Required action:
Give each entry back by retyping it exactly as written.

Stored data entries:
########################################
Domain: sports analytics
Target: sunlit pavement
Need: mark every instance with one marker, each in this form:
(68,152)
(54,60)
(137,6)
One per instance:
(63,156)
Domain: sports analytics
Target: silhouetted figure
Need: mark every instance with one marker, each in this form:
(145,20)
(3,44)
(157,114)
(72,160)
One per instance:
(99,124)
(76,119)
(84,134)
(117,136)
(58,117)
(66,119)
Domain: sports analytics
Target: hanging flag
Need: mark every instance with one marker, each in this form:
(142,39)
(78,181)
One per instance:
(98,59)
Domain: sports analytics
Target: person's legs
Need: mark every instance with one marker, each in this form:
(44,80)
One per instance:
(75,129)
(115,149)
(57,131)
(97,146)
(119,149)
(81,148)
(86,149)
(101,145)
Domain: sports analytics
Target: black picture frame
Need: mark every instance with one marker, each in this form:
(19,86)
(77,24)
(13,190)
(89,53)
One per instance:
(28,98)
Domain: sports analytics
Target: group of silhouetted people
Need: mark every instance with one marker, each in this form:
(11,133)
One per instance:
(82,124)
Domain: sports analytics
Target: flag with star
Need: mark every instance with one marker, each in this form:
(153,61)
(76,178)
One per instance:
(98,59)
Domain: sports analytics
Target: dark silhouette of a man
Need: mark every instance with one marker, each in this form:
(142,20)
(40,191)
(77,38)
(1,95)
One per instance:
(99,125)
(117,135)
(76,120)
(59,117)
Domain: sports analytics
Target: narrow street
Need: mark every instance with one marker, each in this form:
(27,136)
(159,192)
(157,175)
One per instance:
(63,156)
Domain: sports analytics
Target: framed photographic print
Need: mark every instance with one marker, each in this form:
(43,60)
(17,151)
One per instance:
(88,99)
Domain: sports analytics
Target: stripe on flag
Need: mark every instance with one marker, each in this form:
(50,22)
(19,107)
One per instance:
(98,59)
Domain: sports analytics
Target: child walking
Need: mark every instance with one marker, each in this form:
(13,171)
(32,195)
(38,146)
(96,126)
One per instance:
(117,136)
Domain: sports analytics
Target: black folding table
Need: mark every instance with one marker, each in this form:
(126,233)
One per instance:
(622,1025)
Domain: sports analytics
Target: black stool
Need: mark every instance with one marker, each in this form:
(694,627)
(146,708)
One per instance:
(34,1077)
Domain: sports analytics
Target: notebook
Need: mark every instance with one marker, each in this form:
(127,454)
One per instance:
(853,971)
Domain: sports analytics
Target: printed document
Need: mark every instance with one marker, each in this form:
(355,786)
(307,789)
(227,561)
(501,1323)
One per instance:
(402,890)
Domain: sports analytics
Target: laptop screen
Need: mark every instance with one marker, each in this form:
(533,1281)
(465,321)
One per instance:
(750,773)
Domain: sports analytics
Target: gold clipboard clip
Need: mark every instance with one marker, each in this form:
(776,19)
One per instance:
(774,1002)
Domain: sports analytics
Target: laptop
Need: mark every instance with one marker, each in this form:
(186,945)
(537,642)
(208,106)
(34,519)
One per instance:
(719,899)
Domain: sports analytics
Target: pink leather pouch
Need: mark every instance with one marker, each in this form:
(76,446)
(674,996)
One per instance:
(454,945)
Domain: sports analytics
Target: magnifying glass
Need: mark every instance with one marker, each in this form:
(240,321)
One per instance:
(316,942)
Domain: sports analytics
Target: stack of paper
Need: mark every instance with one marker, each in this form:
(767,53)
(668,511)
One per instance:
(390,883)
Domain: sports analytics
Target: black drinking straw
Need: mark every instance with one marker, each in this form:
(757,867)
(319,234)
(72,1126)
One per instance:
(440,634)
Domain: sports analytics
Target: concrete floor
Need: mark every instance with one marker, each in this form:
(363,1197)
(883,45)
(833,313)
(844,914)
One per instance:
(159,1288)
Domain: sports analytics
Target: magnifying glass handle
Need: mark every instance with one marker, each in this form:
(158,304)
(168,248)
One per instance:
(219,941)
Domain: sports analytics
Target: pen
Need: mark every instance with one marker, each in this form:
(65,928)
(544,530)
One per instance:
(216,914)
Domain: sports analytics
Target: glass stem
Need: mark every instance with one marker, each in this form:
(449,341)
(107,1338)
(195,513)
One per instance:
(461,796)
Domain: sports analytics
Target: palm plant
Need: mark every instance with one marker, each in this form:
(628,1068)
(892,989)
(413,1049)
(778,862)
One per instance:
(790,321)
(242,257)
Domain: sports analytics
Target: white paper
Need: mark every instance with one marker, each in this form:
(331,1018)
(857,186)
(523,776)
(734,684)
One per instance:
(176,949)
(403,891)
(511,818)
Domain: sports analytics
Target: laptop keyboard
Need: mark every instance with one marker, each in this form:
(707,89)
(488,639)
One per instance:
########################################
Solved problem:
Domain: sports analytics
Target: sunlit pavement
Need: mark every instance with one marker, each in this form:
(68,152)
(54,60)
(137,6)
One per instance:
(63,156)
Domain: sports analytics
Target: silhouetted figure
Need: mark every instance with one marker, each in this form:
(145,20)
(3,44)
(157,114)
(72,160)
One per instance:
(99,124)
(76,119)
(84,134)
(117,136)
(58,117)
(66,119)
Domain: sports analytics
Target: hanging flag
Need: mark every instance with one marker, each in this form:
(142,39)
(78,181)
One per instance:
(98,59)
Domain: sports analytics
Target: person's legs
Need: mark every instance with one marker, each in this form:
(44,80)
One per instance:
(75,129)
(115,149)
(57,131)
(97,146)
(119,149)
(81,148)
(86,149)
(101,145)
Domain: sports analytics
Target: black picture frame
Need: mark every instance with one marker, each in this form:
(19,86)
(77,24)
(13,190)
(89,53)
One per instance:
(28,98)
Domain: sports analytics
Target: group of silhouetted people
Need: mark every instance with one marker, each in this form:
(11,133)
One per instance:
(82,124)
Domain: sports analytics
Target: flag with star
Need: mark every instance with one marker, each in this form:
(153,61)
(76,178)
One per instance:
(98,59)
Domain: sports analytics
Target: dark silhouette of a man
Need: mark every instance with one marker, each in this form:
(142,20)
(40,191)
(77,38)
(1,95)
One per instance:
(99,125)
(117,135)
(76,120)
(59,117)
Domain: sports analytics
Target: narrow street
Need: mark every instance with one marker, each in this form:
(27,136)
(159,192)
(157,175)
One per instance:
(63,156)
Domain: sports analytics
Target: framed photographic print
Need: mark every instance with one marker, each in this form:
(43,60)
(17,151)
One per instance:
(88,99)
Domain: sports analytics
Target: stripe on flag
Need: mark every instance with one marker, each in this form:
(50,22)
(19,107)
One per instance:
(98,59)
Domain: sports analytics
Target: child walking
Need: mark every instance with one marker, each in this form:
(13,171)
(32,195)
(38,146)
(96,126)
One per instance:
(117,136)
Domain: sports analytics
Target: black folding table
Need: mark every instance with one marker, each in this form:
(126,233)
One per instance:
(622,1025)
Domain: sports analytics
Target: black stool
Need: mark every instance with one marker, each in this form:
(694,627)
(146,708)
One per instance:
(34,1077)
Domain: sports analytics
Target: notebook
Need: mark every instance with one marker, each in this form:
(127,454)
One per instance:
(853,971)
Domain: sports analytics
Target: printed document
Need: mark every instance with one marker, each in this form:
(355,786)
(307,789)
(227,561)
(501,1323)
One per instance:
(402,890)
Domain: sports analytics
Target: laptop screen
Need: mark every instance with one marker, each in this form:
(533,1281)
(465,321)
One per instance:
(750,773)
Domain: sports analytics
Target: gold clipboard clip
Need: mark every instance with one marker, each in this form:
(776,19)
One per instance:
(774,1002)
Domain: sports analytics
Target: laptop
Need: mark every instance with one marker, each in this form:
(186,945)
(537,642)
(208,106)
(34,519)
One per instance:
(719,899)
Domain: sports analytics
Target: pink leather pouch
Need: mark every instance with one marker, each in this form:
(76,446)
(674,996)
One per instance:
(454,945)
Domain: sports analytics
Target: magnifying glass
Need: mark every instance with one marker, each in this form:
(240,321)
One per instance:
(316,942)
Domain: sports analytics
Target: stack of paper
Need: mark every instance with one marker, each in this form:
(767,53)
(668,511)
One per instance:
(390,883)
Domain: sports analytics
Target: black drinking straw
Need: mark every instance with one marker, each in this form:
(757,867)
(319,234)
(72,1126)
One per instance:
(440,634)
Domain: sports analytics
Target: concrete floor
Need: mark every instance with one marker, each in this form:
(363,1197)
(883,45)
(833,313)
(844,914)
One per instance:
(159,1288)
Domain: sports analytics
Target: magnifying glass handle
Need: mark every instance with one marker, each in this form:
(158,304)
(168,248)
One per instance:
(219,941)
Domain: sports analytics
Target: pen
Need: mark every instance with one marker, each in this form:
(65,928)
(544,530)
One per instance:
(216,914)
Domain: sports analytics
Target: glass stem
Need: mark every instance with one marker, each in this form:
(449,341)
(107,1338)
(195,513)
One per instance:
(461,796)
Domain: sports analytics
Target: palm plant
Need: mark every instance with one marker, each in this form:
(628,1068)
(892,989)
(413,1049)
(778,862)
One per instance:
(790,321)
(242,257)
Domain: sports analytics
Target: white paper
Need: mark every instance with one marker, each in this form:
(331,1018)
(857,186)
(523,776)
(734,684)
One per instance:
(176,949)
(403,891)
(511,818)
Domain: sports analytics
Target: laptop keyboard
Need: mark every instance with one marker, each in this form:
(707,89)
(488,639)
One per instance:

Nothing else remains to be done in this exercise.